Given text:

If we were to get Cindy a friend (OH wont let me - one is quite exhausting enough apparently!) we'd happily look at Rosedale again. But, wherever you get a puppy from YOU need to be happy with them. Good luck with the puppy hunting


----------



## Freya (Mar 22, 2013)

Bella came from Anthony's (of anzils cockapoos ) mum called Zillah Parr -she lives in Liverpool and breeds Cockapoos . also according to the website Pets 4 homes Anzil has a litter ready August 1st. Good luck with your search.


----------



## DB1 (Jan 20, 2012)

My boy is from Anzil, Anthony said he was not in a hurry to get the web site back up as he was getting a ridiculous amount of phone calls everyday when the previous one was on, I did get replies from him but maybe not immediately, it would definitely be worth giving him a call though to let him know you could be interested. Once you are a confirmed customer he is better at getting back to you.


----------



## emjon123 (Apr 9, 2013)

We are getting a pup from Anzil in Liverpool in August. The pup we are getting is from his second summer litter. I have been looking since January wanting a pup in summer. I have visited a few breeders, but knew after speaking to Anthony from Anzil I wanted a pup from him.

I would give him a call, even if he has no pups available he is really helpful. His number is on website even though it is not up and running.

We stay in Scotland and am travelling a few hours but hopefully will be worth it.


----------



## cscotland (Apr 21, 2013)

*rosedale*















I have just got a puppy from rosedale doodles last Thursday and I thougth that they were rely good as they have good knowledge about the breed and there are rely wellcomeing and let you go eny time and they told me that if I had eny problems to phone and I have a few times this week and they have been rely helpful and they always have litters available or if all sold litters that will be available soon you should gave them a go cuse they do breed lovely pups heres a pic of my bailey 10 weeks old her dad was Arthur and mum cher


----------



## Netty (Jun 21, 2013)

Thanks for the replies everyone, you've really helped me out! I'll look into Anzil's August litter, and I'll try and get in touch with Rosedale doodles.

Listing:

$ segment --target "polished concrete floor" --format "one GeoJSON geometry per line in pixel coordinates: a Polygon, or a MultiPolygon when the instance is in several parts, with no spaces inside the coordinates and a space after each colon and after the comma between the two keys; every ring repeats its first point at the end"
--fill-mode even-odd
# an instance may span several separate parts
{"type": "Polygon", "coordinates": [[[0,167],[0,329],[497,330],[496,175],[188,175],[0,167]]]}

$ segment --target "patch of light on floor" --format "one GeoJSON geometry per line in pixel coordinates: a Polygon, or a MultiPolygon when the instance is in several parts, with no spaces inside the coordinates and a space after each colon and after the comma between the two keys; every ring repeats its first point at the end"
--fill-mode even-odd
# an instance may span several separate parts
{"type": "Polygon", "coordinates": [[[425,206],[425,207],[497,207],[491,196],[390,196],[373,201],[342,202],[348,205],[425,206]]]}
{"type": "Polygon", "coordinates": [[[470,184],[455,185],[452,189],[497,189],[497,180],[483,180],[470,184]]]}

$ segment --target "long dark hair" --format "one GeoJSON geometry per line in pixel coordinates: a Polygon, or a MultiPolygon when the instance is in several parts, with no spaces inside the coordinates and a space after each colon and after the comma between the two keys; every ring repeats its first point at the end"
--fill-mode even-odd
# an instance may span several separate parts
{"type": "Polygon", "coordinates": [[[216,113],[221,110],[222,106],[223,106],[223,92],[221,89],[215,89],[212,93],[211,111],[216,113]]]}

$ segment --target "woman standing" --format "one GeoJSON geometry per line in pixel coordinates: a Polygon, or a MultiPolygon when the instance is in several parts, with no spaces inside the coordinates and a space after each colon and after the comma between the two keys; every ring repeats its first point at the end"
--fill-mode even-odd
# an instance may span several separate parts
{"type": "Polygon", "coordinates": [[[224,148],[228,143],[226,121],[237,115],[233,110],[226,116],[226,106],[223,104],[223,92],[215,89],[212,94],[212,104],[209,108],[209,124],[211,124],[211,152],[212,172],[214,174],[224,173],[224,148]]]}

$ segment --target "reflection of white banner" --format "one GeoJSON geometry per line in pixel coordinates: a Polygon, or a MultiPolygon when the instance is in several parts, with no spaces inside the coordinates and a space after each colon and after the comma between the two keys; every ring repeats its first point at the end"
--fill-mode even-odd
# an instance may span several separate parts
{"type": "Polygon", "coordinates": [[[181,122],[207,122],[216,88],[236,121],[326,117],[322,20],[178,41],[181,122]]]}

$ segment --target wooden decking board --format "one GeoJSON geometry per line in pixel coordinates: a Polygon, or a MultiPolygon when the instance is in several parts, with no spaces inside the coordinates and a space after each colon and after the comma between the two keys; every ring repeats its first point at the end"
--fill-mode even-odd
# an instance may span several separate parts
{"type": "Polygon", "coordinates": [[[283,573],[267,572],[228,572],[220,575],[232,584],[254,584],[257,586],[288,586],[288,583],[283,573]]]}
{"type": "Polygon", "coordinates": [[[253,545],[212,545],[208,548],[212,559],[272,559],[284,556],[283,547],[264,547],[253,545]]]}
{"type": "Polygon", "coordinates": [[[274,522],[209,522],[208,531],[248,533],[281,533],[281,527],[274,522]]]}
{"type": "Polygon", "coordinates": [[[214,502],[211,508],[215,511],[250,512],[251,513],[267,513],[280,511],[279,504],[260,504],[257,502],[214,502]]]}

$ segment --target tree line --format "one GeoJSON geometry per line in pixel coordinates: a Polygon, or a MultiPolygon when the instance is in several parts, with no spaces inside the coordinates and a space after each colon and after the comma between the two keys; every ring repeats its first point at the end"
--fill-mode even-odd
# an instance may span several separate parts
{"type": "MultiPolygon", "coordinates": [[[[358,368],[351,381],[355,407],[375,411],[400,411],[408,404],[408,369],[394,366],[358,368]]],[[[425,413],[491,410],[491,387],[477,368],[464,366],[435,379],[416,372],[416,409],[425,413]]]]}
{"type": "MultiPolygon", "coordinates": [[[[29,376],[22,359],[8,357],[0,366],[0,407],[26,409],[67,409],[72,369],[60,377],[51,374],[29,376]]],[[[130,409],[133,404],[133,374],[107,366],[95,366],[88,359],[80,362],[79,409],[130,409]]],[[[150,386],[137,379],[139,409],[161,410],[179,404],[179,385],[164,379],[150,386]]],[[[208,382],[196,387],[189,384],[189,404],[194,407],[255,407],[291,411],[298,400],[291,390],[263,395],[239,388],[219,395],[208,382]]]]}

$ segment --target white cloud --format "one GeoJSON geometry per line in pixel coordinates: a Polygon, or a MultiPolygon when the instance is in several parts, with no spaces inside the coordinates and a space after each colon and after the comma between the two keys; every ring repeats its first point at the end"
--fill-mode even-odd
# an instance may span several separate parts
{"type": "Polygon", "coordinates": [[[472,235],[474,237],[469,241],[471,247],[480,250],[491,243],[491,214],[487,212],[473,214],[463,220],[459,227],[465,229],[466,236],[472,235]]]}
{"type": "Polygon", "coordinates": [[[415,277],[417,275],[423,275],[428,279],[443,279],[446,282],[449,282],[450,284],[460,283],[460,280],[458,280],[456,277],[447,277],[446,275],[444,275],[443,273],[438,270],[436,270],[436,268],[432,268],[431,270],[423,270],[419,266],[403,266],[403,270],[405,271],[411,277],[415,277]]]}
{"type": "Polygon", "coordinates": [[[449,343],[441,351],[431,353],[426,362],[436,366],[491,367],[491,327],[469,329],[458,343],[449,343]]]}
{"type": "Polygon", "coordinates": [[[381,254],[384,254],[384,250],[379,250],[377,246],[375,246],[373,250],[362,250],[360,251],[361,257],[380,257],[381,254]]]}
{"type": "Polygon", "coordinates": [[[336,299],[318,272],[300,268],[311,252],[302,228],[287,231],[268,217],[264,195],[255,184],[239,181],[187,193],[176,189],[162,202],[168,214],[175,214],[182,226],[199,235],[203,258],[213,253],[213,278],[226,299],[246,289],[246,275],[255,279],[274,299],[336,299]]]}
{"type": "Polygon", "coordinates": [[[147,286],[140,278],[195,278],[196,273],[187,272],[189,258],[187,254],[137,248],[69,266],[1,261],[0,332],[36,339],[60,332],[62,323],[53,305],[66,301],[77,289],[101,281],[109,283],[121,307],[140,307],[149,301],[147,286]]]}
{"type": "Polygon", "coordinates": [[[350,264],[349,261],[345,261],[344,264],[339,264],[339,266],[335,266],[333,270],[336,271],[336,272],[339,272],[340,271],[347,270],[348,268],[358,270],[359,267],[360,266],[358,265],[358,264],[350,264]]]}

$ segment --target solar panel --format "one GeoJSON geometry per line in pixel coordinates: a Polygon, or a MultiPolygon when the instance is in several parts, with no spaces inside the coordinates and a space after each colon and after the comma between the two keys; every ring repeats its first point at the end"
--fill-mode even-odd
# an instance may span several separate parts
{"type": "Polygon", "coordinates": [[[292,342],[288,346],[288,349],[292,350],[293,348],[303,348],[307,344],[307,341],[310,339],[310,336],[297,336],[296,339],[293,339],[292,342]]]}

Task list:
A. Answer these questions about the forum thread on cockapoo breeders, one answer per line:
(i) In which city does Zillah Parr live?
(ii) In which country does emjon123 say "We stay"?
(iii) How old is Bailey in the picture cscotland mentions?
B. Write the next part of the forum thread about cockapoo breeders, starting after Netty's final post.
The lines above are separate material and have no connection to the forum thread about cockapoo breeders.

Task results:
A.
(i) Liverpool
(ii) Scotland
(iii) 10 weeks old

B.
----------



## DB1 (Jan 20, 2012)

Just saw advert on pets4homes for Anthony's Aug litter, updated yesterday - picture of mum with pups and dad.


----------



## Adamant at (Jun 13, 2013)

We are getting a puppy from anzill second litter that are ready to leave on 4th of August. After looking at a few breeders I would say that their pups ar the best and also slightly larger cockapoos as amber the mum is a big dog. Good luck!


----------



## Loopylou (Jun 4, 2013)

I'm also getting one of Anthony's puppies at the end of August I must have phoned every breeder in the north west but after speaking to Anthony I waited for one of his. Have to say i've never struggled getting hold of him he has always answered my calls texts and emails, I have called him a lot. I'm eagerly awaiting photos of his pups which will be 3 weeks old this weekend.


----------



## Tinman (Apr 23, 2013)

Try Christine at charmilla cockapoos (google it) although its Wakefield, I do think she is expecting a litter.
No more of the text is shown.